### DATASET ROWS ###

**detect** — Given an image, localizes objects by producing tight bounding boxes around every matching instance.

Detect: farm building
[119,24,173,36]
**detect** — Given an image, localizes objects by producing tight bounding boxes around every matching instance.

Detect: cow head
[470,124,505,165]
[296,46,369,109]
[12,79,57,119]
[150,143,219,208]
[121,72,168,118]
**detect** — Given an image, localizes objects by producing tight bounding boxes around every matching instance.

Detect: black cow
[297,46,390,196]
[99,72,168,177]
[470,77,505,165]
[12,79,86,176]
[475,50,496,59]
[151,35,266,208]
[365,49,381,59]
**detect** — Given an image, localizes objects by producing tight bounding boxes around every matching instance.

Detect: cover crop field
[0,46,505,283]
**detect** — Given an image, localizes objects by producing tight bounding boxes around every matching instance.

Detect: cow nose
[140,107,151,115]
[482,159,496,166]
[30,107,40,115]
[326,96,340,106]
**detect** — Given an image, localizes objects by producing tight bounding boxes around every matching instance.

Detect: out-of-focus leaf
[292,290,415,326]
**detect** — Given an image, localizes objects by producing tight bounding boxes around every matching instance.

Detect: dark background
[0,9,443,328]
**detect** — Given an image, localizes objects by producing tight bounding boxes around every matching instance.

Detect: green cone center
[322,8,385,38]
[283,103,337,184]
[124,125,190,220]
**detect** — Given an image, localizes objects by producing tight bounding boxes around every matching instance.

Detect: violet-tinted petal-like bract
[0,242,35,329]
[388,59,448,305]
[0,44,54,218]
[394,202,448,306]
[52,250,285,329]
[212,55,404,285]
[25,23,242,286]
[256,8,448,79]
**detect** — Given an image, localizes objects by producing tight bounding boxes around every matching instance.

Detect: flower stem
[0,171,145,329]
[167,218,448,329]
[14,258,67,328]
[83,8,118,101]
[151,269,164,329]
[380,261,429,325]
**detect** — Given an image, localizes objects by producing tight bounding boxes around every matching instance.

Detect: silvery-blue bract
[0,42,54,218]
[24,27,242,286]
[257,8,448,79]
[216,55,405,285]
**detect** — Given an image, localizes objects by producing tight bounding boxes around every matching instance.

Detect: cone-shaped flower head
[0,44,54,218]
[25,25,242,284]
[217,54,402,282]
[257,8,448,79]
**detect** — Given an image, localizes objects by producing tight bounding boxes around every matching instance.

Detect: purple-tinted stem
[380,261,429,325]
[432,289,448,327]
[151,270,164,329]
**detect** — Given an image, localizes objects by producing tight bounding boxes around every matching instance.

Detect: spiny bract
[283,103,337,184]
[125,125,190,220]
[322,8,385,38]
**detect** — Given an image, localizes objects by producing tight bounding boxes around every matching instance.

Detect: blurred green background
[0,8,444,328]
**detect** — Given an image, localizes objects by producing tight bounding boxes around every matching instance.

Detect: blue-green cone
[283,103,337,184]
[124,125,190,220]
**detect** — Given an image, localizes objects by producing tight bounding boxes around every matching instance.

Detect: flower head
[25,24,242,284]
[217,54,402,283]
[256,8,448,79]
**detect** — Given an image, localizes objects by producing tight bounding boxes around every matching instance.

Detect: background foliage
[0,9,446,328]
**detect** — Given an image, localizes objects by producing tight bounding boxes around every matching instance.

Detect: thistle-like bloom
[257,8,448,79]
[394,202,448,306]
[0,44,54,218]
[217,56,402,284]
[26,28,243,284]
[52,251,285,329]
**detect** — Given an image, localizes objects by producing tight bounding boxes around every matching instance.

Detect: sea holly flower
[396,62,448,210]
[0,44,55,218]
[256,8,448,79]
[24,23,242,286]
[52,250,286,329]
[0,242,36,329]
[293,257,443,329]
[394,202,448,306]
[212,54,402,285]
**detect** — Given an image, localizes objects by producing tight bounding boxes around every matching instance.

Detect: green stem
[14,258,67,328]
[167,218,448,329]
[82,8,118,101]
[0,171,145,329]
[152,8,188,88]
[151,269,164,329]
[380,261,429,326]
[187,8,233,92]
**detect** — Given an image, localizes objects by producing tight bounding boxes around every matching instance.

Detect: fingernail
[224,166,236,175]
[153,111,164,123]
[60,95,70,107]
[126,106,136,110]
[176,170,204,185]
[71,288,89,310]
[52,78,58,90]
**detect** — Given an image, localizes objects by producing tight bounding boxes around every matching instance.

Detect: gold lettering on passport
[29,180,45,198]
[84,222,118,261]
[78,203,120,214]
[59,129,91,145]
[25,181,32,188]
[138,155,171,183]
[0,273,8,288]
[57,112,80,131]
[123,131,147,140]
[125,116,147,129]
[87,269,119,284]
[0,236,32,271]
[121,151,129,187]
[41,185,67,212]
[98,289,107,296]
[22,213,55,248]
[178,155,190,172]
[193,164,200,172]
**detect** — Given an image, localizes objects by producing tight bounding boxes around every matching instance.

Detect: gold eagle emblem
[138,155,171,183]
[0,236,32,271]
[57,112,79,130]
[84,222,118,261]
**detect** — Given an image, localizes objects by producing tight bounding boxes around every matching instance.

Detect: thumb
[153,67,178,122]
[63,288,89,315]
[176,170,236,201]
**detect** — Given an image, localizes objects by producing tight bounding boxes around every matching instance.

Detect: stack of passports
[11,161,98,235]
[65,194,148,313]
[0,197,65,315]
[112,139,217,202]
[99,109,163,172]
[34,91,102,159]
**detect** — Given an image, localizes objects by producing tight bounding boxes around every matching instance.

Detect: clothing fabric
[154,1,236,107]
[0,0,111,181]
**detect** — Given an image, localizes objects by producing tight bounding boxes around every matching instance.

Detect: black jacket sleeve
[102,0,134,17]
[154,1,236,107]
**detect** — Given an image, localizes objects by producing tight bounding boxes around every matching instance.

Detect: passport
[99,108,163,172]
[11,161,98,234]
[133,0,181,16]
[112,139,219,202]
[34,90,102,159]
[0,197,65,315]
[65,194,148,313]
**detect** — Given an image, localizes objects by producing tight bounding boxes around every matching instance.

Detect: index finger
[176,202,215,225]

###

◆ GOAL ◆
Return the lines of the listing from its first line through the line that contains "[292,290,415,326]", both included, reproducing each one unchanged.

◆ EXERCISE RESULT ◆
**detect** — Given an image, localizes objects by producing tight bounding boxes around every matching instance.

Detect: farm building
[119,24,173,36]
**detect** — Given an image, localizes objects by producing tight bounding boxes around every matching instance.

Detect: cow head
[470,124,505,165]
[296,46,369,109]
[12,79,57,119]
[150,143,219,208]
[121,72,168,118]
**detect** — Given an image, localizes objects by producing tight bounding boxes around every matching instance.

Detect: black cow
[297,46,390,196]
[99,72,168,177]
[470,77,505,165]
[12,79,86,176]
[475,50,496,59]
[151,35,266,208]
[365,49,381,59]
**detect** — Given an image, localizes objects by producing tight bounding boxes around every matching instance.

Detect: cover crop field
[0,46,505,283]
**detect** — Given an image, localizes objects by producing tight bounding boxes around every matching instance.

Detect: cow nose
[140,107,151,115]
[482,159,496,166]
[30,107,40,115]
[326,96,340,106]
**detect** — Given an image, localizes objects by producing tight bounding boxes around every matching instance.

Detect: out-of-focus leaf
[292,290,415,326]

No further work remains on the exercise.